Task instructions:
(A) In the security terminology note, how are comments and additions marked?
(B) Summarize the security terminology note in two sentences.
(C) Reproduce the part of the security terminology note from "NOTE: All of" up to and including "below in brackets.".

Selected passage:
NOTE: All of the definitions and most of the examples below are appropriated from a National Security Agency (NSA) curriculum used by the National Colloquium for Information System Security Education (NCISSE). The terminology lesson on which this document is based is available, framed within a larger set of resources at “NSA Courseware” or unframed. Although the project design team ended up adopting most of the source original text, it was edited and supplemented to improve UVa-appropriateness. Comments and additions are indicated below in brackets.
Definitions
[These definitions are in logical, not alphabetical, order so that one could read them through and learn about how the pieces of the ITS-RM process fit together. In a subsequent web-enabled version of this documentation, there will be an additional alphabetical glossary containing the same definitions, as well as links to the glossary from pertinent places in the text.]
Security Management: Managing the risks to a department’s mission
[A focus on departmental mission is vital; departments cannot mitigate every risk, but must prioritize based on the threat to their mission and available resources.]
Risk: “The combination of events harmful to an entity’s desired state of affairs, the chance that the events will take place, and the consequences of their occurrence, as a function of time.” (NSA Corporate Plan for INFOSEC Action, April 1996)

Dataset content:
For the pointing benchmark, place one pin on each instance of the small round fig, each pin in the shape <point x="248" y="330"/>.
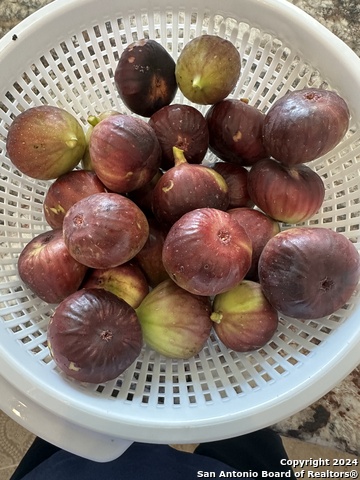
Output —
<point x="207" y="69"/>
<point x="181" y="126"/>
<point x="260" y="228"/>
<point x="174" y="322"/>
<point x="126" y="281"/>
<point x="235" y="131"/>
<point x="186" y="187"/>
<point x="65" y="191"/>
<point x="125" y="153"/>
<point x="287" y="194"/>
<point x="105" y="230"/>
<point x="236" y="178"/>
<point x="304" y="125"/>
<point x="244" y="320"/>
<point x="45" y="142"/>
<point x="308" y="273"/>
<point x="207" y="252"/>
<point x="94" y="336"/>
<point x="47" y="268"/>
<point x="145" y="77"/>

Outputs for the tasks:
(A) They are marked in brackets.

(B) The definitions and most of the examples come from an NSA curriculum used by NCISSE, edited and supplemented to suit UVa, with comments and additions marked in brackets. Arranged in logical rather than alphabetical order, the definitions describe security management as managing the risks to a department's mission and risk as the combination of harmful events, the chance they will happen, and their consequences, as a function of time.

(C)
NOTE: All of the definitions and most of the examples below are appropriated from a National Security Agency (NSA) curriculum used by the National Colloquium for Information System Security Education (NCISSE). The terminology lesson on which this document is based is available, framed within a larger set of resources at “NSA Courseware” or unframed. Although the project design team ended up adopting most of the source original text, it was edited and supplemented to improve UVa-appropriateness. Comments and additions are indicated below in brackets.